# Supplied passage
Second, Martin complains that his attorney allowed the State to elicit testimony from Cabler concerning extraneous acts of Cabler. Martin contends this testimony prejudiced his defense. Cabler admitted possession of stolen items, including guns and embalming fluid. Martin's attorney did object to this line of questioning on the bases that Cabler should be allowed to consult an attorney and be informed of his rights. Cabler and Martin were good and close friends. Martin contends that the evidence of the burglaries allowed the jury to infer that Martin was involved in the burglaries.

Evidence of other crimes, wrongs, or acts allegedly committed by a third person, as well as extraneous acts of the defendant is inadmissible. Id. at 348 49. Martin argues that the proper objection would have been for relevance, which would force the State to establish that the evidence had relevance apart from showing character. Martin argues that this evidence was offered to allow the jury to infer that Martin was a thief and a drug user crimes for which he was not charged. The State argued in its closing argument that Martin was a burglar.

The State argues that the testimony concerning the burglaries was not offered to prove that Martin had a record, but rather to assist the jury's understanding of the events by providing a context for the officer's subsequent actions. See Cano v. State, 3 S.W.3d 99, 110 (Tex. App. Corpus Christi 1999, pet. ref'd). Even if an objection had been made, the testimony would have been admissible as proof of knowledge, absence of mistake or accident, plan or intent. Rule 404(b) of the Texas Rules of Evidence provides that, while evidence of extraneous acts is not admissible to prove the character of the accused, such evidence may be "admissible for other purposes, such as proof of motive, opportunity, intent, preparation, plan, knowledge, identity, or absence of mistake or accident . . . ." Tex. R. Evid. 404(b). Because this testimony, if believed, establishes the motive for Martin's threat, the testimony concerning the string of burglaries would still have been admissible even if Martin's counsel had objected.

Third, defense counsel failed to object to irrelevant statements in the tape, which did not pertain to the threatening of Hines. These statements concerned Martin's negative opinion of the sheriff's department and other irrelevant evidence. These sections of the tape are slightly prejudicial. Trial counsel also failed to object to hearsay statements concerning statements given by various witnesses to Officer Groves during his investigation of the various burglaries.

# Task list
1. In the passage about Martin's trial counsel, what stolen items did Cabler admit possessing?
2. From the passage about Martin's trial counsel, print the part that opens with the words containing "Third, defense counsel" and closes with "the various burglaries.".
The lines are not needed for anything here.

# Dataset records
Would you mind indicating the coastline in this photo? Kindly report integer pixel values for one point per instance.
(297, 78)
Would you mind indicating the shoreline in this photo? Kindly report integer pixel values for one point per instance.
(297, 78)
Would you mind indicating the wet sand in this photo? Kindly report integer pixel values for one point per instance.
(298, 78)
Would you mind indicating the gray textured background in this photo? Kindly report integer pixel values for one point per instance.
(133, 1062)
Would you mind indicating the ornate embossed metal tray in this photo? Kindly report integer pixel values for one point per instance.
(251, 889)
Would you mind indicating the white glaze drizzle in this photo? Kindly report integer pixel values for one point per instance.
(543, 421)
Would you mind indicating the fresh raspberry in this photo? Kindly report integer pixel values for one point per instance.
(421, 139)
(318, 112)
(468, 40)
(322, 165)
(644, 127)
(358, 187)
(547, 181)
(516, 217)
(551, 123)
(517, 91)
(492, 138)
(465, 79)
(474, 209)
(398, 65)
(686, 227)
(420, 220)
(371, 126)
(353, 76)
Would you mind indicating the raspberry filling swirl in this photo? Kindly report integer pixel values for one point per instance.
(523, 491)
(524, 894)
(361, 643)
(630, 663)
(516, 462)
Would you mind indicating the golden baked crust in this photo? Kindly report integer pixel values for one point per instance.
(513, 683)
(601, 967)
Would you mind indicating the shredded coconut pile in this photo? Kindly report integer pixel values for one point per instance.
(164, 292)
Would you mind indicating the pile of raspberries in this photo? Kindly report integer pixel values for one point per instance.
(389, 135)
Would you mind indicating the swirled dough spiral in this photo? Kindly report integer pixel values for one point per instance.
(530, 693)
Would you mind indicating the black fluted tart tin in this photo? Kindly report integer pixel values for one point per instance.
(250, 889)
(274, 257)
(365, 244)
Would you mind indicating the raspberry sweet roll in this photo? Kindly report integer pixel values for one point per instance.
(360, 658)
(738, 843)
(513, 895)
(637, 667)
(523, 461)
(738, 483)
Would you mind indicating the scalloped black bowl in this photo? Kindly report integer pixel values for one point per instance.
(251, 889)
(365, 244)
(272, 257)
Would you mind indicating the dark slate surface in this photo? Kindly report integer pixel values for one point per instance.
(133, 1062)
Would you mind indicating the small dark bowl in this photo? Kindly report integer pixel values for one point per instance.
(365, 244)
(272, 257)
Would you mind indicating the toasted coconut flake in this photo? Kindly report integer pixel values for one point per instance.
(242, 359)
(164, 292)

# Solved tasks
1. Stolen items including guns and embalming fluid.

2.
Third, defense counsel failed to object to irrelevant statements in the tape, which did not pertain to the threatening of Hines. These statements concerned Martin's negative opinion of the sheriff's department and other irrelevant evidence. These sections of the tape are slightly prejudicial. Trial counsel also failed to object to hearsay statements concerning statements given by various witnesses to Officer Groves during his investigation of the various burglaries.